Directive: Copy out the entries word for word, from the line containing "Your task is to locate every instance of yellow" through the end.

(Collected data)
****************
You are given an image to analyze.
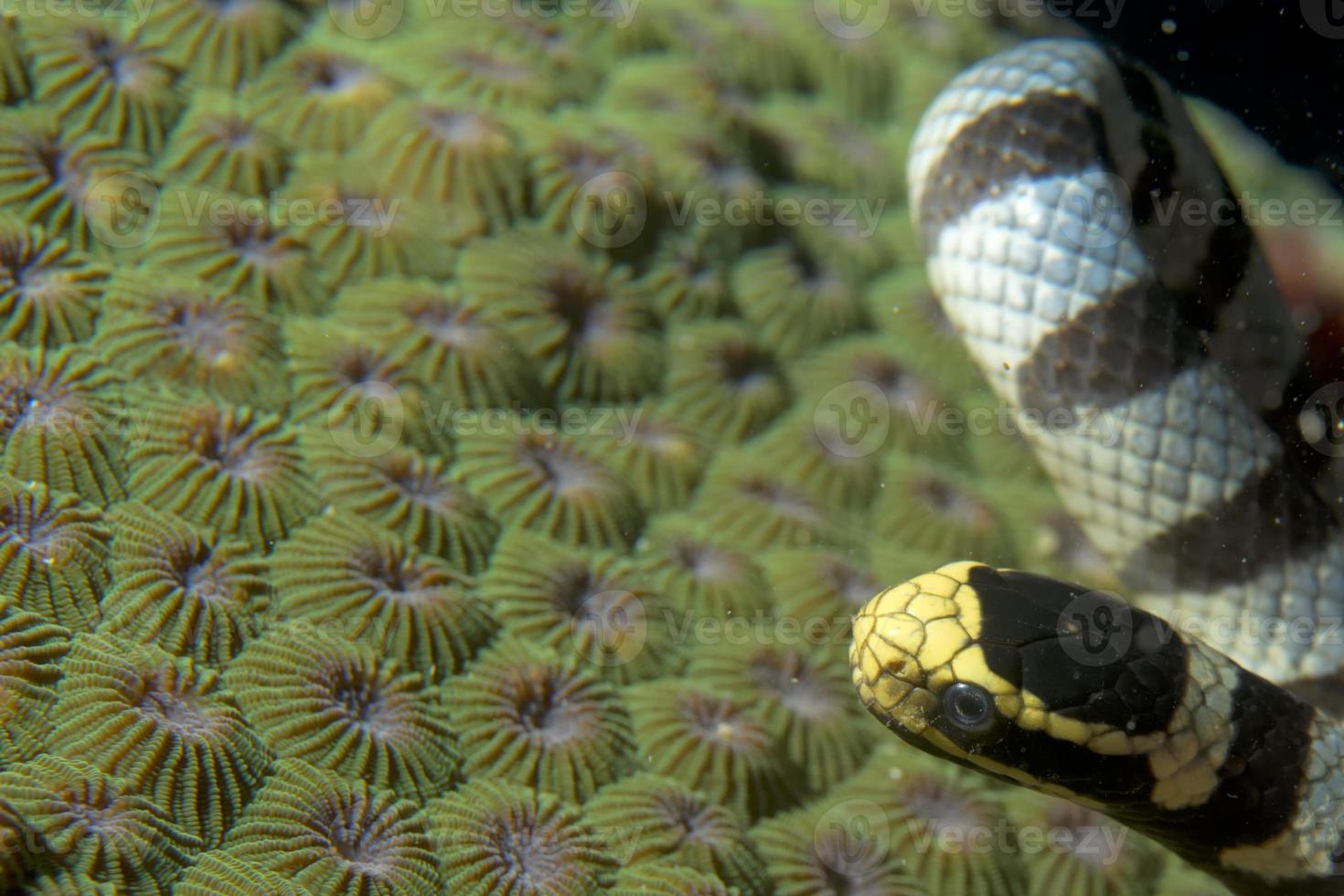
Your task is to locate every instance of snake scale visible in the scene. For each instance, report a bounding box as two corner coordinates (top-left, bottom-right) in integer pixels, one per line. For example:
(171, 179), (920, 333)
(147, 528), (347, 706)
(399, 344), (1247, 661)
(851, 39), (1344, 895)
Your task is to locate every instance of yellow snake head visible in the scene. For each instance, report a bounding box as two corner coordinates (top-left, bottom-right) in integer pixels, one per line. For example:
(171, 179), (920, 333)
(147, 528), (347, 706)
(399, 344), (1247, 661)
****************
Answer to the problem:
Your task is to locate every instance of yellow snake head visible in the scene. For each instance, report a bounding box as two corner coordinates (top-left, bottom-right) in integer pixels, one per line. For example:
(171, 179), (920, 333)
(147, 528), (347, 706)
(399, 344), (1247, 661)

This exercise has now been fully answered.